> **SOURCE INFORMATION**
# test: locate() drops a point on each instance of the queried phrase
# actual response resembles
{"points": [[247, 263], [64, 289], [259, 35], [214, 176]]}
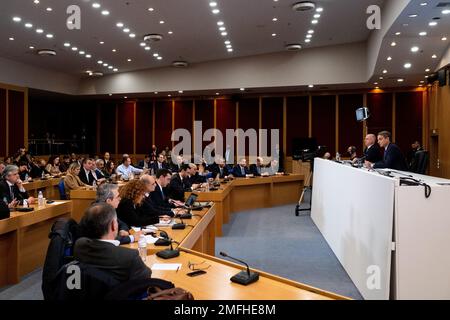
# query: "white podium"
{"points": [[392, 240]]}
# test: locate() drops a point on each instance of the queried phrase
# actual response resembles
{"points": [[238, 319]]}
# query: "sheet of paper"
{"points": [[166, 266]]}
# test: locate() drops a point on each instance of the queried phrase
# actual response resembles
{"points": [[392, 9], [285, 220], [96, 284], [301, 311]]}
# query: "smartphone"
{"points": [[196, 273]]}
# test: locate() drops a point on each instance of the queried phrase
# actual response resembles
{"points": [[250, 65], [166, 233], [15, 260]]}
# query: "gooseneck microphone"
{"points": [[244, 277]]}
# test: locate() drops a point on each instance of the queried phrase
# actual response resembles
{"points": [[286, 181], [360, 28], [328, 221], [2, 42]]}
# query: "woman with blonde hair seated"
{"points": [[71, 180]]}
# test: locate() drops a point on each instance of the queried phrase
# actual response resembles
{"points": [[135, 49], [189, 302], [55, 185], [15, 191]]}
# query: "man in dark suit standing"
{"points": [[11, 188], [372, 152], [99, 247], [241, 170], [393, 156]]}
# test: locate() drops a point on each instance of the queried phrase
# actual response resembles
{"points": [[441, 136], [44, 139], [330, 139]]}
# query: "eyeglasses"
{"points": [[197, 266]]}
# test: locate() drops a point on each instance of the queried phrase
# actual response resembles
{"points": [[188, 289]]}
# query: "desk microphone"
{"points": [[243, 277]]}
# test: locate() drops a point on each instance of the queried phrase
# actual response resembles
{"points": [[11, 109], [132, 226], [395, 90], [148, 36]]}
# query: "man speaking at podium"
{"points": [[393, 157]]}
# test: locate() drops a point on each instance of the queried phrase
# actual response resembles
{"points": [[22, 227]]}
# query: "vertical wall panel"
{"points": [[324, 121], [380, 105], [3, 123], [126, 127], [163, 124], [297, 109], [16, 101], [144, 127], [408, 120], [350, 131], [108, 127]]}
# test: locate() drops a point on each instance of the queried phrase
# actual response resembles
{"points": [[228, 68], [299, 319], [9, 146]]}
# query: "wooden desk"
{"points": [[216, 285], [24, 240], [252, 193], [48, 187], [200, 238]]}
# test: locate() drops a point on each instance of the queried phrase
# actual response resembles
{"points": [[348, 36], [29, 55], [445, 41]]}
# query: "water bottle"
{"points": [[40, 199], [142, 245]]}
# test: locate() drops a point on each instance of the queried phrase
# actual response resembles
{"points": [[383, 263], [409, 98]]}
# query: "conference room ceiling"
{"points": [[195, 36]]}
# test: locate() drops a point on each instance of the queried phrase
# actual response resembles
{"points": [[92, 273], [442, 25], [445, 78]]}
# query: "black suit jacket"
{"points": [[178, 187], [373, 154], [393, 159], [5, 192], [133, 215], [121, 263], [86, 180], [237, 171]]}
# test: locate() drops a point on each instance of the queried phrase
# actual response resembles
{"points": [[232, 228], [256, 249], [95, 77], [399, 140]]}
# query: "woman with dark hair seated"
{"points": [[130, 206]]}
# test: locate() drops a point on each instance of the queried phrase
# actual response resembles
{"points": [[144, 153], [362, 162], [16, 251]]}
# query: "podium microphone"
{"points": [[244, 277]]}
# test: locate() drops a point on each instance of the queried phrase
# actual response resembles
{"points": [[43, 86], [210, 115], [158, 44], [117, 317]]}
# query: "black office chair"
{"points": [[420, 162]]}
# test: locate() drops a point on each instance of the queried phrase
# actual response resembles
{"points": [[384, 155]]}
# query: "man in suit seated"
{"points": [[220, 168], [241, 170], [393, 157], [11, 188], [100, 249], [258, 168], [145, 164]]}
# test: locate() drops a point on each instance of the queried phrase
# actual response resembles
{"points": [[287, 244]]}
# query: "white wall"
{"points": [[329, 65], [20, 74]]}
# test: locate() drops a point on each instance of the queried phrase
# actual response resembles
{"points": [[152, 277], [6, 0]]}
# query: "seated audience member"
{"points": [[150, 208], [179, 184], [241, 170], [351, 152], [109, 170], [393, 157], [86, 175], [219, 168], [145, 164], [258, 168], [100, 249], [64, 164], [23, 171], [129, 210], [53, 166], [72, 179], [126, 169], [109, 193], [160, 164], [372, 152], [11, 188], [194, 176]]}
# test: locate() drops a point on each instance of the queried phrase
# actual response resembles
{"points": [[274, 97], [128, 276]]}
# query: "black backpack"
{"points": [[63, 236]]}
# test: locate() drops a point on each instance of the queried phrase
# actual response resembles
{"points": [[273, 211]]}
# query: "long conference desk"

> **WHAT YOU WILL DO**
The reply should consist of the listing restated word for word, with its pictures removed.

> **OUTPUT**
# test: locate() drops a point on each instance of the queried phrase
# actual response resembles
{"points": [[247, 263], [64, 289], [259, 35], [214, 176]]}
# query: "white podium"
{"points": [[392, 240]]}
# test: locate() drops a point on each instance of the queried phrase
# actual response resembles
{"points": [[238, 319]]}
# query: "sheet of paper"
{"points": [[166, 266]]}
# test: locate() drops a point on each instance of the queried phrase
# actual response resembles
{"points": [[392, 9], [285, 220], [96, 284], [301, 311]]}
# query: "smartphone"
{"points": [[196, 273]]}
# test: locate() drops a point on each instance of the queried phrase
# actual response resembles
{"points": [[250, 65], [166, 233], [15, 260]]}
# query: "gooseneck microphone"
{"points": [[244, 277]]}
# test: locate() drops a point on each instance of the queried phrase
# actual response resembles
{"points": [[286, 181], [360, 28], [328, 221], [2, 42]]}
# query: "woman with blonde hair seated"
{"points": [[71, 180]]}
# test: locate() drops a point on each instance of the queried phrase
# actual response resembles
{"points": [[135, 49], [189, 302], [55, 185], [15, 191]]}
# query: "man in dark suit standing"
{"points": [[11, 188], [372, 152], [99, 247], [241, 170], [393, 156]]}
# test: locate() drops a point on each instance of the queried phrase
# actual response resembles
{"points": [[441, 136], [44, 139], [330, 139]]}
# query: "eyeglasses"
{"points": [[197, 266]]}
# test: locate() drops a point on each instance of the queried phrase
# actual response resembles
{"points": [[188, 289]]}
# query: "desk microphone"
{"points": [[243, 277]]}
# test: locate() drops a point on each instance of the queried phrase
# actual response resembles
{"points": [[11, 109], [132, 226], [395, 90], [148, 36]]}
# query: "man speaking at podium"
{"points": [[393, 157]]}
# test: locate() drops a point on each instance of the queried phrase
# actual response resembles
{"points": [[22, 227]]}
# query: "vertical wall panel"
{"points": [[324, 121], [380, 105], [3, 123], [126, 127], [163, 124], [297, 109], [16, 101], [144, 127], [408, 120], [350, 131], [108, 127]]}
# test: locate() drops a point on each instance of the queried phrase
# actual response resembles
{"points": [[228, 68], [299, 319], [9, 146]]}
# query: "wooden desk"
{"points": [[216, 285], [24, 240], [252, 193], [48, 187], [200, 238]]}
# test: locate() drops a point on each instance of the queried phrase
# actual response resembles
{"points": [[348, 36], [29, 55], [445, 41]]}
# query: "water bottle"
{"points": [[40, 199], [142, 245]]}
# test: locate() drops a point on each instance of the queried phrase
# actual response resembles
{"points": [[383, 263], [409, 98]]}
# query: "conference room ceiling"
{"points": [[195, 36]]}
# test: locate() drops a point on each instance of the queried phrase
# actual response resembles
{"points": [[92, 273], [442, 25], [445, 78]]}
# query: "black suit jacket"
{"points": [[178, 187], [373, 154], [393, 159], [5, 192], [133, 215], [121, 263], [86, 180], [237, 171]]}
# test: locate() drops a point on each instance of the queried phrase
# actual response resembles
{"points": [[232, 228], [256, 249], [95, 77], [399, 140]]}
# query: "woman with dark hair seated"
{"points": [[130, 206]]}
# test: locate() drops a point on each instance of the queried phrase
# actual response resembles
{"points": [[144, 153], [362, 162], [16, 251]]}
# query: "podium microphone"
{"points": [[244, 277]]}
# test: locate() drops a point on each instance of the queried phrase
# actual response resembles
{"points": [[43, 86], [210, 115], [158, 44], [117, 317]]}
# query: "black office chair"
{"points": [[420, 162]]}
# test: locate() drops a point on each instance of the queried phrase
# actual response resembles
{"points": [[384, 155]]}
# query: "man in suit seated"
{"points": [[220, 168], [241, 170], [393, 157], [11, 188], [100, 249], [258, 168], [145, 164]]}
# test: locate() drops a point on each instance of the queried phrase
# actual response resembles
{"points": [[287, 244]]}
# query: "white wall"
{"points": [[329, 65], [20, 74]]}
# test: locate() drops a point on each instance of the queried phrase
# actual response resembles
{"points": [[152, 277], [6, 0]]}
# query: "seated audience member"
{"points": [[150, 208], [179, 184], [241, 170], [351, 152], [109, 170], [393, 157], [86, 175], [219, 168], [145, 164], [258, 168], [100, 249], [64, 164], [23, 171], [129, 210], [53, 166], [72, 179], [126, 169], [109, 193], [160, 164], [372, 152], [11, 188], [194, 176]]}
# test: locate() drops a point on each instance of the queried phrase
# actual response resembles
{"points": [[274, 97], [128, 276]]}
# query: "black backpack"
{"points": [[63, 236]]}
# test: locate() drops a point on each instance of the queried phrase
# actual response resembles
{"points": [[273, 211]]}
# query: "long conference desk"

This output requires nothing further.